== WORK ITEM ==
Every record shown below is to be output exactly.

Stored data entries
★ ★ ★ ★ ★

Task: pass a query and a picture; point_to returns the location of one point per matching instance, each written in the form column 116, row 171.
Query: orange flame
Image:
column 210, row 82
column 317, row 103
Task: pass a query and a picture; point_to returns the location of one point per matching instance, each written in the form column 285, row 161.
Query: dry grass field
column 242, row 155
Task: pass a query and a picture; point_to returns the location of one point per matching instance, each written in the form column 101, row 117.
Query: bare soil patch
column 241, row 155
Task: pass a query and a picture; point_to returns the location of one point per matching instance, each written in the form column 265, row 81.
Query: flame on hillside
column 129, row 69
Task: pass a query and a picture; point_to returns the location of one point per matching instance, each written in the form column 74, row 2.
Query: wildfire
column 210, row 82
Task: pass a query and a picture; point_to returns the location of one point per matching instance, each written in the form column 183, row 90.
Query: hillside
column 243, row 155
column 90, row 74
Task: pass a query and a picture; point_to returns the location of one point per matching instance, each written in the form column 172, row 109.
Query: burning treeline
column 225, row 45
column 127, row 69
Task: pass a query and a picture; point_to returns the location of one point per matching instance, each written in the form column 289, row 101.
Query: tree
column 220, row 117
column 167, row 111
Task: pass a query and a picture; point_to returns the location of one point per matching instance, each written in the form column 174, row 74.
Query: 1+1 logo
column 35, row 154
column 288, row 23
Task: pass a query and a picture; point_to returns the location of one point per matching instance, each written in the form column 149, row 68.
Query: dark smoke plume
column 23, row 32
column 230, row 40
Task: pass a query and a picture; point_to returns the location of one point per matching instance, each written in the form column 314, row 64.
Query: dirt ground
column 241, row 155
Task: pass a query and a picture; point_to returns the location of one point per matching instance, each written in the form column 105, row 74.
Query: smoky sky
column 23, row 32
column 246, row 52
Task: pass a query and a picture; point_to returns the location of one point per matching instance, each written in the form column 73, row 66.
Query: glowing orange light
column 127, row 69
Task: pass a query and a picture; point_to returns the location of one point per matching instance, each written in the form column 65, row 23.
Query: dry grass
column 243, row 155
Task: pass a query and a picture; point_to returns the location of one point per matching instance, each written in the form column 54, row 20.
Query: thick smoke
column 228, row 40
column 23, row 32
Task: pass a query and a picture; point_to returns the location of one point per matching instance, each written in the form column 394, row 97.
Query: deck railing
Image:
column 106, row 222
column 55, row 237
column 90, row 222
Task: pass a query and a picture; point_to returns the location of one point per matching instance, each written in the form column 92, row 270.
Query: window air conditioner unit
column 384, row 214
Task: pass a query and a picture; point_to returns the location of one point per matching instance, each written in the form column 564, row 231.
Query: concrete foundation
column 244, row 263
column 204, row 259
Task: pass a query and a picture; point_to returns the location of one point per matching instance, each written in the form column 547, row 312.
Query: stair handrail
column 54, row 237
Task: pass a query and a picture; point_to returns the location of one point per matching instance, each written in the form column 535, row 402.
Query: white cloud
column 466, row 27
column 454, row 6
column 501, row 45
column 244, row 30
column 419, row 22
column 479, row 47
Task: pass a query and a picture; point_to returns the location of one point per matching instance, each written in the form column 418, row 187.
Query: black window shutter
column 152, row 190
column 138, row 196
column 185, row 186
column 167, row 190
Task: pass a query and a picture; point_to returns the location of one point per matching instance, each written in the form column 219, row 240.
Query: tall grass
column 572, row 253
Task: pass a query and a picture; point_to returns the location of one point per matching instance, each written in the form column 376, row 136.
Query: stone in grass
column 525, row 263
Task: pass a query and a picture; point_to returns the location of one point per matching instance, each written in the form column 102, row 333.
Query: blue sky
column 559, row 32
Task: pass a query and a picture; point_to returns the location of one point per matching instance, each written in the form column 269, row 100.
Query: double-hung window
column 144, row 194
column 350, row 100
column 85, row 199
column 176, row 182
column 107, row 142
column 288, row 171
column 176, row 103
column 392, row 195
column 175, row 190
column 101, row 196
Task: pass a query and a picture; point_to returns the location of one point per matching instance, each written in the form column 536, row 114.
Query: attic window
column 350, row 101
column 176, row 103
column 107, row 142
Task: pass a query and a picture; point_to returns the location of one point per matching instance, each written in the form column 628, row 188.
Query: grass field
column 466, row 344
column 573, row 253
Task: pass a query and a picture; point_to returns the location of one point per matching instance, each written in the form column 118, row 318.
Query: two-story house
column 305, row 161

★ ★ ★ ★ ★

== OUTPUT BELOW ==
Task: pass a query and a picture; point_to returns the location of one point per matching instance, each written in the form column 116, row 171.
Query: orange flame
Image:
column 210, row 82
column 317, row 103
Task: pass a query and a picture; point_to returns the location of one point per matching instance, each written in the form column 285, row 161.
Query: dry grass field
column 242, row 155
Task: pass a query and a picture; point_to returns the location of one point per matching instance, each written in the form column 101, row 117.
Query: bare soil patch
column 241, row 155
Task: pass a query and a picture; point_to returns the location of one point per matching instance, each written in the form column 265, row 81.
Query: flame on hillside
column 129, row 69
Task: pass a query and a picture; point_to returns the location of one point per matching instance, each written in the form column 74, row 2.
Query: wildfire
column 210, row 82
Task: pass a query and a picture; point_to returns the location of one point per matching instance, each written in the form column 183, row 90.
Query: hillside
column 243, row 155
column 90, row 74
Task: pass a query and a picture; point_to returns the location of one point per matching instance, each written in the form column 172, row 109.
Query: burning treeline
column 225, row 45
column 127, row 69
Task: pass a query and a picture; point_to returns the location of one point per matching instance, each written in the form column 289, row 101.
Query: tree
column 220, row 117
column 167, row 111
Task: pass a query and a picture; point_to returns the location of one point per matching instance, each written in the form column 174, row 74.
Query: 1+1 logo
column 35, row 154
column 288, row 23
Task: pass a query and a picture; point_to returns the location of one point per matching instance, each written in the form column 149, row 68.
Query: dark smoke plume
column 23, row 32
column 230, row 40
Task: pass a query and a picture; point_to returns the location of one point per matching instance, each written in the form column 314, row 64.
Query: dirt ground
column 241, row 155
Task: pass a query and a picture; point_to returns the location of one point per matching instance, each written in the form column 105, row 74.
Query: smoky sky
column 23, row 32
column 246, row 52
Task: pass a query and a picture; point_to returns the location of one point per matching instance, each written in the form column 73, row 66.
Query: glowing orange light
column 127, row 69
Task: pass a query and a picture; point_to returns the location of one point per matching instance, each written in the form column 65, row 23.
Query: dry grass
column 243, row 155
Task: pass a query and a picture; point_to returns the location of one point per matching instance, each written in the form column 54, row 20.
Query: thick smoke
column 228, row 40
column 23, row 32
Task: pass a query and a picture; point_to returns the location of one point per matching instance, each written in the form column 394, row 97.
Query: deck railing
Image:
column 106, row 222
column 55, row 237
column 90, row 222
Task: pass a query and a picture; point_to returns the location of one point per matching instance, each written in the form column 92, row 270.
Query: window air conditioner unit
column 384, row 214
Task: pass a query and a picture; point_to returns the location of one point per matching instance, each written in the form column 564, row 231.
Query: concrete foundation
column 244, row 263
column 204, row 259
Task: pass a query and a picture; point_to returns the location of one point per matching instance, each written in the form column 547, row 312.
Query: stair handrail
column 54, row 237
Task: pass a query and a picture; point_to returns the location of one point per matching instance, each written in the form column 535, row 402.
Query: white cloud
column 466, row 27
column 454, row 6
column 501, row 45
column 244, row 30
column 419, row 22
column 479, row 47
Task: pass a query and a picture; point_to returns the location of one point per matching instance, each written in the form column 418, row 187.
Query: black window shutter
column 152, row 190
column 138, row 196
column 185, row 186
column 167, row 190
Task: pass a query and a picture; point_to returns the location of one point per matching instance, each written in the form column 219, row 240.
Query: tall grass
column 572, row 253
Task: pass a query and a picture; point_to returns the location of one point per matching instance, each written in the form column 376, row 136.
Query: stone in grass
column 525, row 263
Task: pass a query and a picture; point_to returns the location of one point per matching instance, each written in the form column 102, row 333.
Query: blue sky
column 559, row 32
Task: pass a query and a picture; point_to returns the location of one point per matching instance, each written in the form column 269, row 100.
Query: double-hung window
column 144, row 194
column 350, row 100
column 85, row 199
column 176, row 182
column 107, row 142
column 288, row 171
column 176, row 103
column 392, row 195
column 175, row 190
column 101, row 196
Task: pass a query and a picture; point_to returns the location of one point per matching instance, each written in the form column 536, row 114.
Query: attic window
column 350, row 101
column 176, row 103
column 107, row 142
Task: pass a query and a picture; point_to returns the location of one point per matching instance, each written in the form column 628, row 188.
Query: grass field
column 466, row 344
column 573, row 253
Task: pass a query and a picture; point_to returns the location of one point per matching instance, each written in the form column 118, row 318.
Query: two-story house
column 305, row 161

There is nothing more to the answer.